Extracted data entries
• • • • •

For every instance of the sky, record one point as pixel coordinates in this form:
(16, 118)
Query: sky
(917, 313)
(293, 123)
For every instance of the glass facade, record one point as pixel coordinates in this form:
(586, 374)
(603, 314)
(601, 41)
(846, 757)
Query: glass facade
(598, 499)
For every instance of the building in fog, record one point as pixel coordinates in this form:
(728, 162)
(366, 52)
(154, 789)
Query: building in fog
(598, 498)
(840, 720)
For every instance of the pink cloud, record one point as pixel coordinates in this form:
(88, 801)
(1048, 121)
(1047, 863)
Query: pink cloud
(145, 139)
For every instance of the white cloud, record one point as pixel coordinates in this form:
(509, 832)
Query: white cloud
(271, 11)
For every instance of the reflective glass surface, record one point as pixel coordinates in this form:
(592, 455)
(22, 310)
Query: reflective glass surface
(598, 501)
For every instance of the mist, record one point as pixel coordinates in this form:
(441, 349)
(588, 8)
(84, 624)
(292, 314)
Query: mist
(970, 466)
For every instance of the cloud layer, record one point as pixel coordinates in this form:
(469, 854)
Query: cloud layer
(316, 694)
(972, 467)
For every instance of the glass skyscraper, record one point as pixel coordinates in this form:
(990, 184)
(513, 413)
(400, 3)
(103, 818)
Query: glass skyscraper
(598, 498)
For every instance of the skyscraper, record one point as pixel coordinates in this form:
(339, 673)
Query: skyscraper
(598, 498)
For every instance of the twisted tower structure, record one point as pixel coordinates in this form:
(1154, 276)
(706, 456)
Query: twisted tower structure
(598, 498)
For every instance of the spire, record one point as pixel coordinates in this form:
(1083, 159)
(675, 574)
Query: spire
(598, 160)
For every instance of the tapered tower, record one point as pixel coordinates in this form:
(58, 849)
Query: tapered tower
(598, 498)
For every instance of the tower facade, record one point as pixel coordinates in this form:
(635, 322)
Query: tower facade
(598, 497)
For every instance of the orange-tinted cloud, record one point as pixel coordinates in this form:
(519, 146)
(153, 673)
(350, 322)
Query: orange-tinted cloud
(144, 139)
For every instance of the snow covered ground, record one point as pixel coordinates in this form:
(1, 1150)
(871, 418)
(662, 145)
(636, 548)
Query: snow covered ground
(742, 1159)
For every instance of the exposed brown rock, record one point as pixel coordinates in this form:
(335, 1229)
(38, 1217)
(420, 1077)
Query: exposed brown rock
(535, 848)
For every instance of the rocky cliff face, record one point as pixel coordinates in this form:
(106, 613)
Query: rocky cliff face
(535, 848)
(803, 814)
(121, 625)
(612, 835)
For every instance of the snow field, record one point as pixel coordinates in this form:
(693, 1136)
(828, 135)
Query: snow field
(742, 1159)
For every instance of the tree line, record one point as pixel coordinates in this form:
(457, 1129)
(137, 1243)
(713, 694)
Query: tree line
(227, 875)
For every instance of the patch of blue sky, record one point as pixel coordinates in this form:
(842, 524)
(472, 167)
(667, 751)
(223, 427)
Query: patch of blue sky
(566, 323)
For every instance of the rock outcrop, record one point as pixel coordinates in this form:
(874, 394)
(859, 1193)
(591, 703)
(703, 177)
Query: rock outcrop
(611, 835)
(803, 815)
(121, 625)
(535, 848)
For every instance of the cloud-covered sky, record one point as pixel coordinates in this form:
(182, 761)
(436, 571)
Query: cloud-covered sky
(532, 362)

• • • • •

WHAT YOU WILL DO:
Retype without any change the lines from the one containing "For every instance of the snow field, record" up to and including the last line of the data.

PROBLEM SOLUTION:
For every instance of the snow field, record one point as pixel coordinates in this form:
(693, 1136)
(828, 135)
Query: snow field
(742, 1159)
For every instance of the tree line, record one point as pixel coordinates in this form:
(457, 1129)
(137, 1243)
(713, 694)
Query: tree line
(227, 875)
For every instance of the patch of blue sky, record one point as pixel coordinates in this form:
(842, 524)
(472, 167)
(667, 751)
(223, 427)
Query: patch of blue sky
(566, 323)
For every instance of the rock outcrop, record one point as pixel coordinates in this form:
(874, 394)
(859, 1193)
(591, 703)
(703, 177)
Query: rock outcrop
(611, 835)
(803, 815)
(121, 625)
(535, 848)
For every instance of the cloud-covered sky, record one point as pixel coordinates in this form:
(182, 761)
(436, 571)
Query: cloud-covered sky
(532, 362)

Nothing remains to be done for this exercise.